§ WRITTEN INSTRUCTION: Arrange the stretch of the listing that opens with the line containing "Can you find the pebble?" and closes with the line containing "pixel 211 244" as a numbered list, including both of those lines and dropping any blank lines.

§ GIVEN RECORDS:

+++

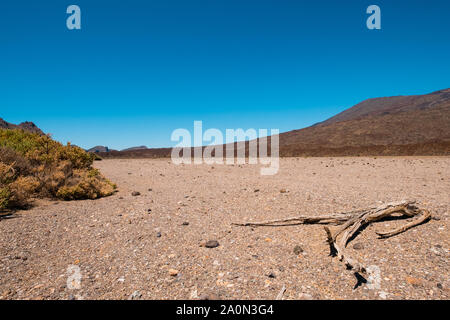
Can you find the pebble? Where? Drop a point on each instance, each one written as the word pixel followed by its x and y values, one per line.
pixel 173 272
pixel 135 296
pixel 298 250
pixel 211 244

+++

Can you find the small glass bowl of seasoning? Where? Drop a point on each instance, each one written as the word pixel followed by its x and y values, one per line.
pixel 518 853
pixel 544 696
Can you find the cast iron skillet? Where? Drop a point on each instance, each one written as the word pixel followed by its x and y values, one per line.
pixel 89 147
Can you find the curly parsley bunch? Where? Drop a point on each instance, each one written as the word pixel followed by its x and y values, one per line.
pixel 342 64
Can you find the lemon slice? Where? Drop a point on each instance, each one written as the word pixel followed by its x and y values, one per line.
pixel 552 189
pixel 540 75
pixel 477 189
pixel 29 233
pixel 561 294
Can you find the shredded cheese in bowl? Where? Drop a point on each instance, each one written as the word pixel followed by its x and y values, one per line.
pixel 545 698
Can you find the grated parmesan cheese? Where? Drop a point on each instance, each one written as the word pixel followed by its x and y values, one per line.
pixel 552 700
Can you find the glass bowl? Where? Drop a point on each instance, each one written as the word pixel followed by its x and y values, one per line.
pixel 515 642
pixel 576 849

+++

§ SOLUTION TO THIS TASK:
1. Can you find the pebble? Where? Drop a point on each instance, each one written as the word pixel followed by its x and y values, one per line.
2. pixel 173 272
3. pixel 135 296
4. pixel 298 250
5. pixel 211 244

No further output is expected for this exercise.